Exercise goal >> Please filter the entries below and copy out each line that contains the word "instance".

-- start Information supplied --

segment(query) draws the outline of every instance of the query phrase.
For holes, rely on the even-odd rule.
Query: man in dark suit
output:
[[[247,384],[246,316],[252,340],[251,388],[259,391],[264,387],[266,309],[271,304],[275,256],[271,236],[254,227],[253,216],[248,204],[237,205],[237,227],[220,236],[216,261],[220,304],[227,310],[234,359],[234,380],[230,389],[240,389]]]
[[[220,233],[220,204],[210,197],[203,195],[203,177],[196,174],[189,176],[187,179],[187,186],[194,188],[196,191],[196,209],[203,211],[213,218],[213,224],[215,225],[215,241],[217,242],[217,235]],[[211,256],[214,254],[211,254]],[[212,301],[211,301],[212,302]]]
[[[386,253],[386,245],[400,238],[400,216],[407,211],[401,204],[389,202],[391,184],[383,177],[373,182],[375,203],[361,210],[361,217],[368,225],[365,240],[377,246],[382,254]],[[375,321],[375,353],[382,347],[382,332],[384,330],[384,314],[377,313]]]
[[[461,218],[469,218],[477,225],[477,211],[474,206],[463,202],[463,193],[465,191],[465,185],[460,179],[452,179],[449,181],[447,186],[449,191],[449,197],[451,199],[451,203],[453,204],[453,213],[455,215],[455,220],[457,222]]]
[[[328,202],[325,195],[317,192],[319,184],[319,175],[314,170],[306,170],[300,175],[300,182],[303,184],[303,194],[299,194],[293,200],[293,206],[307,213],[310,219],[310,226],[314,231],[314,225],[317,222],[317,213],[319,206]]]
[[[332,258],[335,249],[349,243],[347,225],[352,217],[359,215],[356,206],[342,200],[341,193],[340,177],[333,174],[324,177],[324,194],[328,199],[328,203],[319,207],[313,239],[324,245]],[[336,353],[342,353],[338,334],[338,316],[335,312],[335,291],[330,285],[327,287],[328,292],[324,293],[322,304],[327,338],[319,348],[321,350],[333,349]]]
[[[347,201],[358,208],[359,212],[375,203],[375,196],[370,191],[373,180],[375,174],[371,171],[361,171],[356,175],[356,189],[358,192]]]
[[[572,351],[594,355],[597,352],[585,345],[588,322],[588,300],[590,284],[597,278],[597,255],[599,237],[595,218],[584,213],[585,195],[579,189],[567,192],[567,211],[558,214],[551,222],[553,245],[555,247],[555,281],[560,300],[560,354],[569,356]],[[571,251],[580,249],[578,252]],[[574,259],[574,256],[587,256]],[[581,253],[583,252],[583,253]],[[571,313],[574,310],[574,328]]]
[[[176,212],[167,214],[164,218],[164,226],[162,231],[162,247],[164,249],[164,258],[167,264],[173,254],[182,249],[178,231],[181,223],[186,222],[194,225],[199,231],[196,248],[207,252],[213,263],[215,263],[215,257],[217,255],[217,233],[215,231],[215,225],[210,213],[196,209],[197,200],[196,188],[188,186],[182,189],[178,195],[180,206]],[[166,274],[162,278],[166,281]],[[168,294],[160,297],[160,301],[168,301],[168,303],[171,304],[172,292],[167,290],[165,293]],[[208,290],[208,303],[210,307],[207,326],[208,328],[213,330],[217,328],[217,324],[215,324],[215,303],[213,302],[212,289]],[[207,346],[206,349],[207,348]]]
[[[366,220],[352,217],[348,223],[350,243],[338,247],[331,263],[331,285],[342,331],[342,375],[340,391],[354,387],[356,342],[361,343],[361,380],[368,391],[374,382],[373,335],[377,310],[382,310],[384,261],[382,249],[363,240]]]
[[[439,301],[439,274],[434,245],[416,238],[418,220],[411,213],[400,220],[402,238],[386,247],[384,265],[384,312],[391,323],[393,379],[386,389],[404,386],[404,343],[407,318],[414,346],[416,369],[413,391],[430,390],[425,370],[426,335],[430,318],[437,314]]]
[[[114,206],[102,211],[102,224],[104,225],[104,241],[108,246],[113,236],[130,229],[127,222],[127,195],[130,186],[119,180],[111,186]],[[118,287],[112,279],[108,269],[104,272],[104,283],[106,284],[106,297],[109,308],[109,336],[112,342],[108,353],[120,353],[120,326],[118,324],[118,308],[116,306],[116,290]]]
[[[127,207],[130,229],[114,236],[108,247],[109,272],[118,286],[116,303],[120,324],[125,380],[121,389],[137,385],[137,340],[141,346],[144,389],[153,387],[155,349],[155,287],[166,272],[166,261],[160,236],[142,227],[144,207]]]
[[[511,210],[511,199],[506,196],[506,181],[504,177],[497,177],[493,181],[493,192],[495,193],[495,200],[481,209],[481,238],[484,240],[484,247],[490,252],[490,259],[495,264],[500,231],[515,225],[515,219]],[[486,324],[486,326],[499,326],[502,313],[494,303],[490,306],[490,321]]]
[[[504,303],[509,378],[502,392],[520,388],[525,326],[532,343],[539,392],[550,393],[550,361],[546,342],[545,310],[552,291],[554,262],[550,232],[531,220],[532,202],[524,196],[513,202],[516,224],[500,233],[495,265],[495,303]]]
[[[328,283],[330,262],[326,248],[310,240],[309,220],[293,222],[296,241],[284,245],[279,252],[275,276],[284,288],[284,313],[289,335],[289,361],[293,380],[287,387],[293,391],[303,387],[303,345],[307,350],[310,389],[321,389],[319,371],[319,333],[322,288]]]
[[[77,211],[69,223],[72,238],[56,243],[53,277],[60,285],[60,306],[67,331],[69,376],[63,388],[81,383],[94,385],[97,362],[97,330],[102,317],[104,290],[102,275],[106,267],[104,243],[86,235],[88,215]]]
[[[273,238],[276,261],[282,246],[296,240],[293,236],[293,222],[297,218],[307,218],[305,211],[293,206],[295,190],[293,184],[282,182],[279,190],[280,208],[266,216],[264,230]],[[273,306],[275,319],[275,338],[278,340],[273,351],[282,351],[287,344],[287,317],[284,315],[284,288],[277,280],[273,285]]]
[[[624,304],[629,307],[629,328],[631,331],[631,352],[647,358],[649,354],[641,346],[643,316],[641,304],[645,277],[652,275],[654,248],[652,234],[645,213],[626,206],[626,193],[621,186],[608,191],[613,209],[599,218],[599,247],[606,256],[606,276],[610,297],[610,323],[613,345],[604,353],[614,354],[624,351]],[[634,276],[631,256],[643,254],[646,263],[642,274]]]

-- end Information supplied --

Exercise answer >>
segment(query) draws the outline of every instance of the query phrase.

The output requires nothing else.